You might recognise John Berger's Ways of Seeing - if you've ever encountered the concept of Orientalism or taken an Art History class, chances are you've at least skimmed through this dude's work. What might have saved you a lot of reading time is this little known tidbit: he actually made a TV series about his theories, which helped to redefine the way we view film as art, and how the camera changes our perceptions of reality. So come check out these two pieces that changed the way we see film.
Sat 29th April
A completely unhinged (and that's putting it kindly) head of state triggers a series of events leading to a nuclear holocaust and a world war - the plot of this 1964 Kubrick classic could easily be a current news headline (is it not?). This dark comedy/ political satire of the Cold War has always been mildly unsettling but now more so than ever.
Wed 3rd May
The one, the only, Final Girls film collective are putting on a night that will send shivers down yer spines. Featuring four short horror films by four killer female directors, XX is the first and so far only all-female horror anthology, making it like, a pretty big deal.
Shot entirely from inside a cop car amidst the raging conflict between the Muslim Brotherhood and the Egyptian military in 2013, Mohamed Diab's politically-charged film lets the audience feel the hysteria of a riot. While both sides are tossed into the police van during a riot, the ensuing face-to-face conflict is both chaotic and uncomfortable.
Showing at Curzon Bloomsbury, Ritzy Picturehouse, and Hackney Picturehouse.

---*---

Short problem 1: In the film listings, what is XX described as being the first of?
Short problem 2: Using the film listings, decide whether each statement agrees with it, and support each answer with the deciding words quoted from the film listings: (a) The Kubrick film was made in 1964. (b) XX features three short horror films. (c) John Berger made a TV series about his theories.
Short problem 3: Reproduce the film listings word for word from "Wed 3rd May" to "and Hackney Picturehouse.".
The records have no connection to the film listings.

---*---

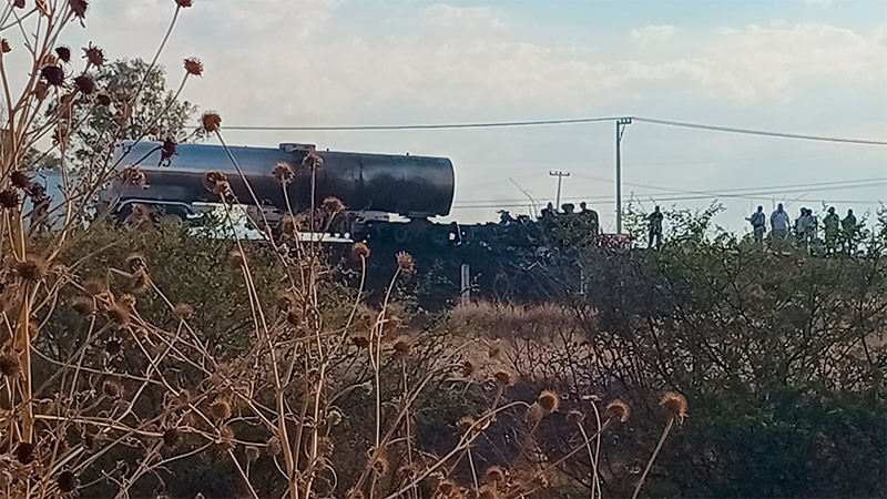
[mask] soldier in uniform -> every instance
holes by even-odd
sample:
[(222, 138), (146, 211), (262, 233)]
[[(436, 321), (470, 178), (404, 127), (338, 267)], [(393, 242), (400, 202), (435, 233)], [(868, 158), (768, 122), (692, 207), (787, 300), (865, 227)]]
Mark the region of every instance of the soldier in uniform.
[(541, 217), (549, 218), (554, 215), (554, 203), (549, 203), (548, 206), (542, 208)]
[(844, 251), (848, 255), (856, 253), (856, 232), (858, 230), (856, 223), (856, 216), (853, 214), (853, 210), (847, 210), (847, 216), (840, 221), (840, 228), (844, 230)]
[(752, 231), (755, 234), (755, 242), (763, 242), (764, 234), (767, 232), (767, 215), (764, 214), (764, 206), (758, 206), (752, 216), (745, 218), (752, 223)]
[(810, 253), (816, 253), (815, 248), (819, 247), (819, 218), (813, 214), (813, 210), (807, 208), (807, 223), (804, 226), (804, 244), (810, 248)]
[(653, 247), (653, 240), (656, 240), (656, 249), (659, 249), (660, 245), (662, 244), (662, 212), (659, 210), (659, 206), (653, 210), (653, 213), (646, 217), (650, 221), (650, 242), (648, 243), (649, 248)]
[(833, 255), (837, 248), (837, 241), (839, 235), (840, 217), (835, 213), (835, 206), (828, 208), (828, 214), (823, 218), (825, 226), (825, 252)]
[(805, 243), (805, 237), (807, 235), (807, 208), (801, 208), (801, 215), (795, 218), (795, 238), (797, 238), (798, 246), (803, 246)]
[(600, 220), (598, 218), (598, 212), (594, 210), (589, 210), (588, 203), (584, 201), (579, 203), (580, 213), (582, 214), (582, 218), (588, 224), (589, 231), (592, 235), (598, 235), (598, 230), (600, 228)]
[(769, 215), (771, 238), (784, 240), (788, 235), (788, 213), (785, 213), (783, 204), (776, 206), (776, 211)]

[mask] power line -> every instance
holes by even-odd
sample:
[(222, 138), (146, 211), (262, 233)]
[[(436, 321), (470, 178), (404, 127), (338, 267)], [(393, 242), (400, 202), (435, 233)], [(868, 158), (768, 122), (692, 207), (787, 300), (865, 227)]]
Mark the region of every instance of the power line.
[(721, 125), (710, 125), (710, 124), (702, 124), (702, 123), (689, 123), (684, 121), (671, 121), (671, 120), (656, 120), (653, 118), (634, 118), (635, 121), (644, 122), (644, 123), (653, 123), (653, 124), (661, 124), (666, 126), (682, 126), (685, 129), (697, 129), (697, 130), (710, 130), (713, 132), (730, 132), (730, 133), (744, 133), (748, 135), (764, 135), (764, 136), (775, 136), (781, 139), (801, 139), (806, 141), (820, 141), (820, 142), (840, 142), (846, 144), (865, 144), (865, 145), (887, 145), (887, 141), (871, 141), (865, 139), (845, 139), (845, 138), (835, 138), (835, 136), (824, 136), (824, 135), (805, 135), (801, 133), (786, 133), (786, 132), (773, 132), (766, 130), (752, 130), (752, 129), (738, 129), (733, 126), (721, 126)]
[(529, 121), (496, 121), (496, 122), (475, 122), (475, 123), (434, 123), (434, 124), (400, 124), (400, 125), (334, 125), (334, 126), (274, 126), (274, 125), (232, 125), (224, 126), (224, 130), (232, 131), (302, 131), (302, 132), (347, 132), (347, 131), (397, 131), (397, 130), (446, 130), (446, 129), (493, 129), (509, 126), (540, 126), (540, 125), (563, 125), (579, 123), (597, 123), (605, 121), (616, 121), (622, 118), (659, 124), (665, 126), (680, 126), (686, 129), (708, 130), (714, 132), (742, 133), (748, 135), (772, 136), (778, 139), (797, 139), (819, 142), (836, 142), (860, 145), (887, 145), (887, 141), (875, 141), (867, 139), (836, 138), (826, 135), (808, 135), (802, 133), (776, 132), (769, 130), (743, 129), (736, 126), (712, 125), (704, 123), (692, 123), (686, 121), (660, 120), (644, 116), (597, 116), (597, 118), (573, 118), (560, 120), (529, 120)]
[(557, 124), (597, 123), (613, 121), (618, 118), (574, 118), (563, 120), (532, 120), (532, 121), (496, 121), (487, 123), (436, 123), (436, 124), (406, 124), (406, 125), (336, 125), (336, 126), (265, 126), (265, 125), (235, 125), (225, 126), (224, 130), (249, 132), (354, 132), (366, 130), (442, 130), (442, 129), (501, 129), (507, 126), (539, 126)]
[[(605, 177), (595, 177), (582, 174), (574, 174), (580, 179), (587, 180), (594, 180), (600, 182), (608, 182), (613, 183), (612, 179)], [(638, 184), (632, 182), (625, 182), (628, 185), (632, 185), (635, 187), (644, 187), (644, 189), (653, 189), (657, 191), (665, 191), (679, 194), (694, 194), (693, 198), (707, 198), (707, 197), (738, 197), (738, 198), (748, 198), (748, 194), (791, 194), (797, 192), (817, 192), (817, 191), (836, 191), (836, 190), (850, 190), (850, 189), (865, 189), (865, 187), (874, 187), (883, 184), (887, 184), (887, 177), (875, 177), (875, 179), (858, 179), (852, 181), (836, 181), (836, 182), (813, 182), (813, 183), (804, 183), (804, 184), (785, 184), (785, 185), (771, 185), (771, 186), (756, 186), (756, 187), (732, 187), (732, 189), (724, 189), (718, 190), (717, 192), (710, 192), (710, 191), (687, 191), (682, 189), (674, 189), (674, 187), (662, 187), (656, 185), (648, 185), (648, 184)], [(810, 189), (816, 187), (816, 189)], [(745, 195), (743, 195), (745, 194)], [(649, 193), (641, 193), (640, 195), (650, 195)], [(755, 200), (761, 197), (753, 197)], [(600, 202), (612, 202), (613, 197), (603, 197), (603, 196), (592, 196), (592, 197), (579, 197), (579, 196), (570, 196), (564, 197), (568, 201), (577, 201), (577, 200), (600, 200)], [(522, 200), (465, 200), (461, 201), (460, 204), (472, 204), (472, 203), (496, 203), (496, 202), (519, 202)]]
[[(848, 186), (818, 187), (818, 189), (793, 189), (793, 190), (782, 190), (782, 191), (758, 191), (758, 192), (746, 192), (746, 193), (743, 193), (743, 194), (734, 194), (734, 195), (723, 194), (723, 193), (703, 193), (703, 194), (699, 194), (699, 195), (692, 195), (694, 192), (687, 192), (691, 195), (665, 196), (665, 197), (655, 195), (654, 197), (656, 200), (659, 200), (659, 201), (694, 201), (694, 200), (711, 200), (713, 197), (714, 198), (717, 198), (717, 197), (732, 197), (732, 198), (740, 198), (740, 200), (761, 201), (761, 200), (769, 200), (775, 194), (797, 194), (797, 193), (807, 194), (807, 193), (817, 192), (817, 191), (836, 191), (836, 190), (865, 189), (865, 187), (871, 187), (871, 186), (881, 185), (881, 184), (887, 184), (887, 182), (875, 182), (875, 183), (865, 184), (865, 185), (848, 185)], [(635, 196), (652, 196), (650, 193), (634, 193), (634, 195)], [(613, 202), (613, 197), (574, 197), (574, 196), (573, 197), (564, 197), (564, 201), (567, 201), (567, 200), (570, 200), (570, 201), (582, 200), (582, 201), (587, 201), (589, 204), (609, 204), (609, 203)], [(805, 200), (808, 200), (808, 198), (805, 198)], [(822, 201), (822, 200), (819, 200), (819, 201)], [(834, 202), (837, 203), (838, 201), (834, 201)], [(496, 200), (490, 200), (489, 203), (490, 204), (486, 204), (486, 205), (483, 205), (483, 204), (463, 205), (463, 204), (456, 203), (453, 205), (453, 210), (475, 208), (475, 207), (487, 207), (487, 208), (508, 207), (508, 206), (514, 207), (514, 206), (526, 206), (527, 205), (527, 203), (522, 203), (522, 204), (497, 203)], [(854, 203), (854, 202), (849, 202), (849, 203)], [(861, 203), (878, 204), (878, 203), (883, 203), (883, 202), (881, 201), (859, 201), (858, 203), (860, 203), (860, 204)]]
[[(635, 196), (639, 196), (639, 195), (641, 195), (641, 194), (635, 194)], [(659, 197), (659, 196), (656, 196), (656, 197), (654, 197), (654, 201), (656, 201), (656, 202), (695, 201), (695, 200), (705, 200), (705, 198), (711, 198), (711, 196), (669, 196), (669, 197)], [(747, 196), (747, 197), (744, 197), (744, 198), (745, 200), (751, 200), (751, 201), (768, 201), (768, 200), (772, 198), (772, 196)], [(568, 201), (568, 200), (571, 200), (571, 201), (582, 200), (582, 201), (585, 201), (585, 203), (589, 204), (589, 205), (604, 205), (604, 204), (612, 204), (613, 203), (612, 198), (610, 198), (610, 200), (600, 200), (600, 201), (593, 201), (594, 198), (591, 198), (591, 201), (589, 201), (590, 198), (588, 198), (588, 197), (564, 197), (563, 200), (564, 201)], [(820, 202), (820, 201), (825, 201), (825, 200), (813, 198), (813, 197), (799, 197), (797, 200), (794, 200), (794, 202), (802, 202), (802, 201), (816, 203), (816, 202)], [(885, 202), (884, 201), (875, 201), (875, 200), (828, 200), (827, 204), (885, 204)], [(456, 205), (452, 206), (452, 210), (453, 211), (456, 211), (456, 210), (460, 210), (460, 211), (461, 210), (492, 210), (492, 208), (507, 208), (507, 207), (512, 207), (513, 208), (513, 207), (527, 207), (527, 206), (529, 206), (529, 203), (526, 203), (526, 202), (524, 203), (488, 204), (488, 205), (480, 205), (479, 204), (479, 205), (466, 205), (466, 206), (460, 206), (460, 205), (456, 204)]]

---*---

Exercise solution 1: The first and so far only all-female horror anthology.

Exercise solution 2:
(a) Yes: "this 1964 Kubrick classic"
(b) No: "Featuring four short horror films by four killer female directors"
(c) Yes: "he actually made a TV series about his theories"

Exercise solution 3:
Wed 3rd May
The one, the only, Final Girls film collective are putting on a night that will send shivers down yer spines. Featuring four short horror films by four killer female directors, XX is the first and so far only all-female horror anthology, making it like, a pretty big deal.
Shot entirely from inside a cop car amidst the raging conflict between the Muslim Brotherhood and the Egyptian military in 2013, Mohamed Diab's politically-charged film lets the audience feel the hysteria of a riot. While both sides are tossed into the police van during a riot, the ensuing face-to-face conflict is both chaotic and uncomfortable.
Showing at Curzon Bloomsbury, Ritzy Picturehouse, and Hackney Picturehouse.